> _Texte retenu_
Valorisation d’une culture

 

Un épisode met en scène la cérémonie du Nguenté. Un baptême organisé en l’honneur d’un nouveau-né quelques jours après son arrivée. Thiebou yapp et coucous royal: les images dévoilent alors une profusion de plats, des invités festoient élégamment selon la coutume. On assiste à une véritable valorisation de la culture du pays. «Les pratiques collectives sont mises en avant, les tenues, les robes, et les coiffures mises en valeur. Tout ce qui est de l’ordre de la sociabilité et de la présentation de soi trouve un écho très fort sur place, la population sénégalaise peut s’identifier», souligne Christine Le Quellec Cottier.

Une autre scène a, elle, suscité plus d’émois dans le pays. On y découvre Cheikh et sa seconde épouse. Ce dernier la hisse sur son épaule avant de la jeter virilement sur un lit parsemé de pétales de rose. Le couple gloussant s’enlace, la porte se ferme sur la scène intime. Des images jugées outrancières, qui avaient poussé l’ONG religieuse Jamra à saisir le CNRA, gendarme de l’audiovisuel, afin d’interdire la diffusion de l’épisode.

> _Consigne A_
Extrayez des entrées, sans y changer un seul caractère, les lignes allant de celle qui contient « In this exercise you will mark each instance of the broadcast » jusqu'à la dernière des entrées, bornes incluses.
> _Consigne B_
Prolongez l'extrait sur la valorisation de la culture sénégalaise à partir de sa dernière phrase.

> _Données fournies_

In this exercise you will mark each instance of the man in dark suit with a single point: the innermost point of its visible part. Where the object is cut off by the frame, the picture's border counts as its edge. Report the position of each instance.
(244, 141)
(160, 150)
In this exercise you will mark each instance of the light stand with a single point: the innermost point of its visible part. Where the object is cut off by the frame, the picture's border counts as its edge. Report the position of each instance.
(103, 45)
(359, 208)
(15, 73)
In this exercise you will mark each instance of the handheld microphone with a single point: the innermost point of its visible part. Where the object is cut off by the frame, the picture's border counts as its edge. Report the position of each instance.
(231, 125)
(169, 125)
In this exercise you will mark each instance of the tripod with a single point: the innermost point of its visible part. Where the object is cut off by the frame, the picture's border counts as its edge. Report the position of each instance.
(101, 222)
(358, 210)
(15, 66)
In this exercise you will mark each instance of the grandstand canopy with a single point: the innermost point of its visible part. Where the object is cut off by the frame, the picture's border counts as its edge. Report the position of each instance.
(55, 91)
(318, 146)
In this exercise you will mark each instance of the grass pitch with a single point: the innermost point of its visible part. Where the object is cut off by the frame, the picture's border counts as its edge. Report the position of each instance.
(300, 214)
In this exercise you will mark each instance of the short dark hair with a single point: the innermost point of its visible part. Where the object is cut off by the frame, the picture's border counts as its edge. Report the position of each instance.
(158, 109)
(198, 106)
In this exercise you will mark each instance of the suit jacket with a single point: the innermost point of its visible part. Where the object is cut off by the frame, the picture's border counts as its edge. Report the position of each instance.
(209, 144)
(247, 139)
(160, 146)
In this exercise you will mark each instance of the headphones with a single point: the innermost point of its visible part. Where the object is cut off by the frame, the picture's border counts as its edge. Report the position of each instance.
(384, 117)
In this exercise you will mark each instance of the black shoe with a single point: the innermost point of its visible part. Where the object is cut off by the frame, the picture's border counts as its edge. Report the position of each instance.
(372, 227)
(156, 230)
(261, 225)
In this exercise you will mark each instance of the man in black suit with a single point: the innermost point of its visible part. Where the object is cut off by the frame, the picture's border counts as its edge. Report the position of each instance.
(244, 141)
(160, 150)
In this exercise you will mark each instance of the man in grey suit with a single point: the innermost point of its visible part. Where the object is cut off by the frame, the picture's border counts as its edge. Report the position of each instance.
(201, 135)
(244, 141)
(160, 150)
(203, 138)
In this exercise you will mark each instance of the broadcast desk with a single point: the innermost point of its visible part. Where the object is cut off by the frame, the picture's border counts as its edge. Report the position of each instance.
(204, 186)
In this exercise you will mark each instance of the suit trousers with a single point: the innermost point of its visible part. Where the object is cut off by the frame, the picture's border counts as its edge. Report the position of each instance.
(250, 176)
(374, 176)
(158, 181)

> _Réponse A_
In this exercise you will mark each instance of the broadcast desk with a single point: the innermost point of its visible part. Where the object is cut off by the frame, the picture's border counts as its edge. Report the position of each instance.
(204, 186)
In this exercise you will mark each instance of the suit trousers with a single point: the innermost point of its visible part. Where the object is cut off by the frame, the picture's border counts as its edge. Report the position of each instance.
(250, 176)
(374, 176)
(158, 181)

> _Réponse B_
«Dans cette scène, une porte se ferme, mais elle s’ouvre en réalité sur tous les fantasmes. Les associations religieuses se sont offusquées alors que les telenovelas, qui font un tabac en Afrique de l’Ouest, multiplient pourtant ce type de scène de manière bien plus impudique, étaye Lucas Lador. Mais là, ce qui dérange, c’est qu’on décrit la société sénégalaise. Et les femmes y deviennent actrices de leur propre vie.»

Une saison 3 de Maîtresse d’un homme marié est en cours de préparation. Mais pas question pour Kalista Sy de nous dévoiler l’intrigue: «Tout ce que je peux vous dire, c’est qu’on va aimer toutes ces femmes, les détester, les comprendre et les trouver intelligentes.»